Problem description
Update the material below by changing "integer pixel" to "whole-number pixel" throughout, leaving everything else as it is.

◇ ◇ ◇ ◇ ◇ ◇ ◇

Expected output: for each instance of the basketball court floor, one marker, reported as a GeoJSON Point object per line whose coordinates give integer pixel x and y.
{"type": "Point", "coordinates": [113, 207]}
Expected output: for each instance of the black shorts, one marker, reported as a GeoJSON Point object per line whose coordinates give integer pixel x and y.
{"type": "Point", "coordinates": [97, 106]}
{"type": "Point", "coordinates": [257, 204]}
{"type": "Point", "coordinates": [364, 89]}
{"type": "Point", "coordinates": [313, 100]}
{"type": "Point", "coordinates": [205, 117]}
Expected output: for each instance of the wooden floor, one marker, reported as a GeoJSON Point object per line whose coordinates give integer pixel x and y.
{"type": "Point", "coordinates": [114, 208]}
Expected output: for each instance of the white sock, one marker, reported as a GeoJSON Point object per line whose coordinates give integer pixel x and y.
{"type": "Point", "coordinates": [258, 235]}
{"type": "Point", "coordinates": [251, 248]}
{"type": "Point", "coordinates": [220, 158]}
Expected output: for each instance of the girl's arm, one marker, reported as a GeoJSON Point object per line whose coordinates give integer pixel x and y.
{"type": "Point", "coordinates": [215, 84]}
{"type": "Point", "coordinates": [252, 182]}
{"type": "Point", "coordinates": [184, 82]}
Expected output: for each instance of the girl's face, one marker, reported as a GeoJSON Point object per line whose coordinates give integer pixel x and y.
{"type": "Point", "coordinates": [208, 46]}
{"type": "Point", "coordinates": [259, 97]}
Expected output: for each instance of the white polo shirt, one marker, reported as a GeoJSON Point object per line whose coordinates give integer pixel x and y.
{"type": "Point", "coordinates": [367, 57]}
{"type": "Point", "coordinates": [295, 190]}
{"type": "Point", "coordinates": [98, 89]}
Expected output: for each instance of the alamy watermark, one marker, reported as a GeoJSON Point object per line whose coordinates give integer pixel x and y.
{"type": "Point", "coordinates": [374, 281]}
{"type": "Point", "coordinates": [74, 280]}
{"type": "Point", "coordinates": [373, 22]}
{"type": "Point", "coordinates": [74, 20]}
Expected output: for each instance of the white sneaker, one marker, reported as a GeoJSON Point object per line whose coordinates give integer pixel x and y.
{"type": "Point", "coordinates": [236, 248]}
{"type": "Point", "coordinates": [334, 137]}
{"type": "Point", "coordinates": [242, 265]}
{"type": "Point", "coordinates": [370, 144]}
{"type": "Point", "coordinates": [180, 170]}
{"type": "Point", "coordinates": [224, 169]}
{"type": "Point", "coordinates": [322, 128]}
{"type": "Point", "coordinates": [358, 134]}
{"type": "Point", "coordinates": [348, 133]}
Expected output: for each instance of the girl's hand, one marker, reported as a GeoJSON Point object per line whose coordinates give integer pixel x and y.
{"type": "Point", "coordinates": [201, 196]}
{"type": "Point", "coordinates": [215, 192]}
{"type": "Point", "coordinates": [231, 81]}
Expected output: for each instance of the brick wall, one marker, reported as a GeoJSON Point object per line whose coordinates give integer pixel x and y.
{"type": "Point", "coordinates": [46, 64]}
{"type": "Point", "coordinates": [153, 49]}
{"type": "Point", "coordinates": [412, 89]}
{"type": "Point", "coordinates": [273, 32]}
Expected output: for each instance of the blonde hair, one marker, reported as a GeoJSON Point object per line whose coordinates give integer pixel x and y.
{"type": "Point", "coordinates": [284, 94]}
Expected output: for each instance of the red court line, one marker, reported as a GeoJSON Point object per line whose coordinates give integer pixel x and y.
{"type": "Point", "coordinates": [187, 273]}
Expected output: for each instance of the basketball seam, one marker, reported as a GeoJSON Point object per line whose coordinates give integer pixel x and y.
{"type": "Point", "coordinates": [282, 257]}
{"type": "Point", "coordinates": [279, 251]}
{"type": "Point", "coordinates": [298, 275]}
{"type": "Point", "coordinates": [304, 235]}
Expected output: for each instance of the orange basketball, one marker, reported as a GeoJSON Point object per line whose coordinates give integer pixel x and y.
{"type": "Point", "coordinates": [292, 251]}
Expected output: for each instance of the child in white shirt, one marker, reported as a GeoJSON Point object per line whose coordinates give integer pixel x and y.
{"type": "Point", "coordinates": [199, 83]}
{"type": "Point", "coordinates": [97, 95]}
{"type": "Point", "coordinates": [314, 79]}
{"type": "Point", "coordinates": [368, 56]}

◇ ◇ ◇ ◇ ◇ ◇ ◇

Solved problem
Expected output: for each instance of the basketball court floor, one marker, reported as a GeoJSON Point object per line whose coordinates give whole-number pixel x and y.
{"type": "Point", "coordinates": [113, 207]}
Expected output: for each instance of the black shorts, one marker, reported as a GeoJSON Point object per line whose coordinates give whole-number pixel x and y.
{"type": "Point", "coordinates": [97, 106]}
{"type": "Point", "coordinates": [257, 204]}
{"type": "Point", "coordinates": [364, 89]}
{"type": "Point", "coordinates": [313, 100]}
{"type": "Point", "coordinates": [205, 117]}
Expected output: for each instance of the wooden floor, one marker, reported as a GeoJSON Point object per line whose coordinates give whole-number pixel x and y.
{"type": "Point", "coordinates": [114, 208]}
Expected output: for each instance of the white sock, one marker, reported as a GeoJSON Point object per line whose coordinates give whole-number pixel x and y.
{"type": "Point", "coordinates": [258, 235]}
{"type": "Point", "coordinates": [251, 248]}
{"type": "Point", "coordinates": [220, 158]}
Expected output: for each instance of the girl's arm, one marker, reported as a GeoJSON Point object per line whose coordinates give whole-number pixel x and y.
{"type": "Point", "coordinates": [215, 84]}
{"type": "Point", "coordinates": [252, 182]}
{"type": "Point", "coordinates": [184, 82]}
Expected output: for each instance of the girl's face, one marker, reported as a GeoJSON Point object per line whose coordinates give whole-number pixel x and y.
{"type": "Point", "coordinates": [208, 46]}
{"type": "Point", "coordinates": [259, 97]}
Expected output: for each instance of the white polo shirt, one marker, reported as a GeoJSON Point object per line whose coordinates give whole-number pixel x and y.
{"type": "Point", "coordinates": [367, 57]}
{"type": "Point", "coordinates": [295, 190]}
{"type": "Point", "coordinates": [98, 89]}
Expected output: for each instance of the alamy watermark, one marker, reported as a GeoJSON Point object per line whose coordinates give whole-number pixel x and y.
{"type": "Point", "coordinates": [374, 281]}
{"type": "Point", "coordinates": [74, 280]}
{"type": "Point", "coordinates": [373, 22]}
{"type": "Point", "coordinates": [74, 20]}
Expected output: for each instance of the white sneaker, one marker, reported as a GeoJSON Point object per line whose coordinates give whole-number pixel x and y.
{"type": "Point", "coordinates": [236, 248]}
{"type": "Point", "coordinates": [334, 137]}
{"type": "Point", "coordinates": [242, 265]}
{"type": "Point", "coordinates": [370, 144]}
{"type": "Point", "coordinates": [180, 170]}
{"type": "Point", "coordinates": [224, 169]}
{"type": "Point", "coordinates": [322, 128]}
{"type": "Point", "coordinates": [358, 134]}
{"type": "Point", "coordinates": [348, 133]}
Expected output: for each instance of the girl's hand, one marker, reported as a GeoJSON Point object per line whose coordinates give whole-number pixel x and y.
{"type": "Point", "coordinates": [201, 196]}
{"type": "Point", "coordinates": [215, 192]}
{"type": "Point", "coordinates": [231, 81]}
Expected output: for each instance of the brick wall, one marker, reported as a GeoJSON Point object per line whose coordinates give whole-number pixel x and y.
{"type": "Point", "coordinates": [46, 64]}
{"type": "Point", "coordinates": [153, 49]}
{"type": "Point", "coordinates": [412, 89]}
{"type": "Point", "coordinates": [273, 32]}
Expected output: for each instance of the blonde hair, one marker, reported as a GeoJSON Point object per line whose coordinates give whole-number pixel x and y.
{"type": "Point", "coordinates": [284, 94]}
Expected output: for each instance of the red court line, one marker, reported as a GeoJSON Point object per line whose coordinates give whole-number pixel x and y.
{"type": "Point", "coordinates": [187, 273]}
Expected output: for each instance of the basketball seam, one marker, reported as a GeoJSON Point object per line whose coordinates give whole-number pixel x and y.
{"type": "Point", "coordinates": [282, 257]}
{"type": "Point", "coordinates": [279, 251]}
{"type": "Point", "coordinates": [298, 275]}
{"type": "Point", "coordinates": [304, 235]}
Expected output: for each instance of the orange basketball, one marker, reported as a GeoJSON Point object per line whose coordinates give whole-number pixel x and y.
{"type": "Point", "coordinates": [292, 251]}
Expected output: for each instance of the child in white shirt, one marker, reported as a GeoJSON Point object per line whose coordinates give whole-number pixel x and y.
{"type": "Point", "coordinates": [199, 83]}
{"type": "Point", "coordinates": [97, 95]}
{"type": "Point", "coordinates": [314, 79]}
{"type": "Point", "coordinates": [368, 56]}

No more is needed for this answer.